> What to work on:
1. Answer these questions from the test data format excerpt:
(a) Which value serves as the base timestamp when timestamps are decompressed?
(b) What test ID does the example for getting all runs of a specific test use?
(c) According to its comment, what does the "jobNames" lookup table contain?
2. Write what comes next in the test data format excerpt, picking up right after its last line.

>> START Passage shown

Timestamp decompression:

// Timestamps are differentially compressed
let currentTime = metadata.startTime;  // Base timestamp in seconds
const decompressedTimestamps = statusGroup.timestamps.map(diff => {
    currentTime += diff;
    return currentTime;
});

Example: Get all runs of a specific test:

const testId = 10;
const testGroup = testRuns[testId];

for (let statusId = 0; statusId < testGroup.length; statusId++) {
    const statusGroup = testGroup[statusId];
    if (!statusGroup) continue;  // This test never had this status

    const status = tables.statuses[statusId];
    console.log(`Status: ${status}, Runs: ${statusGroup.taskIdIds.length}`);

    // Decompress timestamps
    let currentTime = metadata.startTime;
    for (let i = 0; i < statusGroup.taskIdIds.length; i++) {
        currentTime += statusGroup.timestamps[i];
        const taskId = tables.taskIds[statusGroup.taskIdIds[i]];
        const duration = statusGroup.durations[i];
        console.log(`  Task: ${taskId}, Duration: ${duration}ms, Time: ${currentTime}`);
    }
}

Resource Usage Data Format

Top-Level Structure

{
  "jobNames": [ ... ],
  "repositories": [ ... ],
  "machineInfos": [ ... ],
  "jobs": { ... }
}

Lookup Tables

{
  "jobNames": [                      // Base job names without chunk numbers
    "test-linux1804-64/opt-xpcshell",
    "test-macosx1015-64/debug-xpcshell",
    ...

>> END Passage shown
>> START Given data

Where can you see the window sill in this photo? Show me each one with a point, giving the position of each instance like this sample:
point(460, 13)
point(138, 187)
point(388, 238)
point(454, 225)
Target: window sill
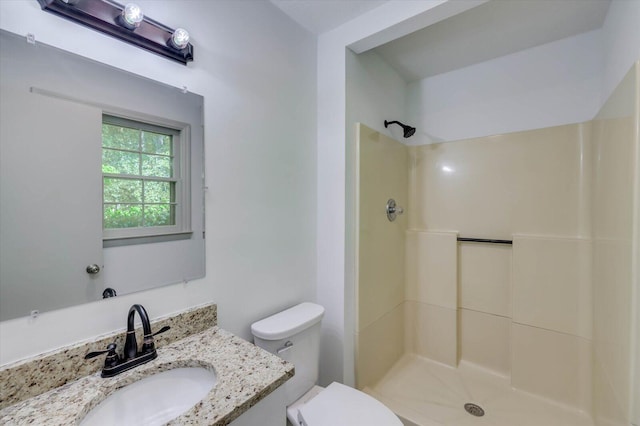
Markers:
point(146, 239)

>> END Given data

> Answers by task:
1.
(a) metadata.startTime, a base timestamp in seconds.
(b) 10.
(c) Base job names without chunk numbers.

2.
  ],
  "repositories": [                  // Repository names
    "mozilla-central",
    "autoland",
    ...
  ],
  "machineInfos": [                  // Machine specifications (memory in GB, rounded to 1 decimal)
    {
      "logicalCPUs": 8,
      "physicalCPUs": 4,
      "mainMemory": 15.6             // GB
    },
    {
      "logicalCPUs": 16,
      "physicalCPUs": 8,
      "mainMemory": 31.4
    },
    ...
  ]
}

jobs

Parallel arrays containing resource usage data for each job, sorted by start time:

{
  "jobNameIds": [0, 0, 1, 1, ...],                              // Indices into jobNames array
  "chunks": [1, 2, 1, 2, ...],                                  // Chunk numbers (null if job name has no chunk)
  "taskIds": ["YJJe4a0CRIqbAmcCo8n63w", "XPPf5b1DRJrcBndDp9o74x.1", ...], // Task IDs (format: "taskId" for retry 0, "taskId.retryId" for retry > 0)
  "repositoryIds": [0, 0, 1, 1, ...],                           // Indices into repositories array
  "startTimes": [0, 150, 23, 45, ...],       // Differential compressed timestamps (seconds)
  "machineInfoIds": [0, 0, 1, 1, ...],       // Indices into machineInfos array
  "maxMemories": [1234567890, ...],          // Maximum memory used (bytes)
  "idleTimes": [12345, ...],                 // Time with <50% of one core used (milliseconds)
  "singleCoreTimes": [45678, ...],           // Time using ~1 core (0.75-1.25 cores, milliseconds)
  "cpuBuckets": [                            // CPU usage time distribution (milliseconds per bucket)
    [100, 200, 300, 400, 500, 600, 700, 800, 900, 1000],  // Job 0: [0-10%, 10-20%, ..., 90-100%]
    [150, 250, 350, 450, 550, 650, 750, 850, 950, 1050],  // Job 1
    ...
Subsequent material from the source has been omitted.